Exercise directions: Turn the listing below into a numbered list, dropping any blank lines and leaving out the picture.

Stored rows:

=====

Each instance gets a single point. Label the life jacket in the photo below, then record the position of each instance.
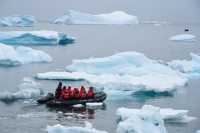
(58, 93)
(90, 93)
(71, 93)
(76, 93)
(65, 94)
(82, 93)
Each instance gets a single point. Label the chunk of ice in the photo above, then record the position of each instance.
(13, 56)
(130, 71)
(183, 37)
(35, 37)
(75, 129)
(116, 17)
(167, 114)
(17, 21)
(28, 89)
(142, 121)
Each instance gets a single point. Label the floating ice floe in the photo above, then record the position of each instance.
(129, 71)
(116, 17)
(75, 129)
(167, 114)
(35, 37)
(13, 56)
(36, 115)
(28, 89)
(141, 121)
(17, 21)
(187, 66)
(94, 105)
(183, 37)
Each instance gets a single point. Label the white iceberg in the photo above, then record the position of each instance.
(116, 17)
(183, 37)
(130, 71)
(12, 56)
(40, 37)
(17, 21)
(28, 89)
(75, 129)
(187, 66)
(167, 114)
(143, 121)
(37, 115)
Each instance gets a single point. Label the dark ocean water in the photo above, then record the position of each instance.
(100, 41)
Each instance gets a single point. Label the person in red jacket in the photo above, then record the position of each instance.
(71, 94)
(76, 93)
(65, 93)
(90, 93)
(83, 93)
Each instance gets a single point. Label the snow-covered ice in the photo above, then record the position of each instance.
(198, 131)
(94, 105)
(37, 115)
(116, 17)
(28, 89)
(78, 105)
(74, 129)
(18, 21)
(40, 37)
(183, 37)
(187, 66)
(130, 71)
(167, 114)
(13, 56)
(142, 121)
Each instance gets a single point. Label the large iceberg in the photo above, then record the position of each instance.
(167, 114)
(116, 17)
(40, 37)
(13, 56)
(28, 89)
(17, 21)
(183, 37)
(75, 129)
(130, 71)
(143, 121)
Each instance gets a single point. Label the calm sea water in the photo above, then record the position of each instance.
(100, 41)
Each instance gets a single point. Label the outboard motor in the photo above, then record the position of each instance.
(64, 39)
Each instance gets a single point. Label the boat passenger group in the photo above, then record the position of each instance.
(64, 93)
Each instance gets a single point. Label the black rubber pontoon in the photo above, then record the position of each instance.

=====

Task solution:
1. Each instance gets a single point. Label the life jacket in the photo below, then record the position of each instance.
2. (58, 93)
3. (90, 93)
4. (71, 93)
5. (76, 93)
6. (65, 94)
7. (82, 93)
8. Each instance gets a single point. Label the chunk of ice in the photo above, then record the position of each instance.
9. (13, 56)
10. (130, 71)
11. (183, 37)
12. (35, 37)
13. (75, 129)
14. (116, 17)
15. (167, 114)
16. (17, 21)
17. (28, 89)
18. (142, 121)
19. Each instance gets a single point. Label the floating ice floe in the photo above, then record the position of each instance.
20. (129, 71)
21. (116, 17)
22. (75, 129)
23. (167, 114)
24. (35, 37)
25. (13, 56)
26. (36, 115)
27. (28, 89)
28. (141, 121)
29. (17, 21)
30. (187, 66)
31. (94, 105)
32. (183, 37)
33. Each instance gets a single point. Label the white iceberg in the photo above, then record the position of each instance.
34. (116, 17)
35. (183, 37)
36. (130, 71)
37. (12, 56)
38. (40, 37)
39. (17, 21)
40. (28, 89)
41. (75, 129)
42. (187, 66)
43. (167, 114)
44. (143, 121)
45. (37, 115)
46. Each instance gets a single point. Label the dark ocean water in the photo above, then record the position of each instance.
47. (100, 41)
48. Each instance gets a single point. Label the person in red jacket in the photo above, then record the position of each instance.
49. (71, 94)
50. (76, 93)
51. (65, 93)
52. (90, 93)
53. (83, 93)
54. Each instance gets a single point. Label the snow-covered ice in the photo above, then record the position of each instance.
55. (198, 131)
56. (94, 105)
57. (37, 115)
58. (116, 17)
59. (28, 89)
60. (78, 105)
61. (74, 129)
62. (18, 21)
63. (40, 37)
64. (183, 37)
65. (187, 66)
66. (130, 71)
67. (167, 114)
68. (13, 56)
69. (142, 121)
70. Each instance gets a single point. Label the large iceberg in the photo above, then record the position of each instance.
71. (167, 114)
72. (116, 17)
73. (40, 37)
74. (13, 56)
75. (28, 89)
76. (17, 21)
77. (183, 37)
78. (75, 129)
79. (130, 71)
80. (143, 121)
81. Each instance gets a single point. Label the calm sea water in the photo above, then record the position of each instance.
82. (100, 41)
83. Each instance gets a single point. Label the outboard motor in the photo above, then record the position of each instance.
84. (64, 39)
85. Each instance gets a single point. Label the boat passenger group in the photo above, then record the position of each instance.
86. (64, 93)
87. Each instance gets a single point. Label the black rubber pontoon in the photo above, then record the position of each instance.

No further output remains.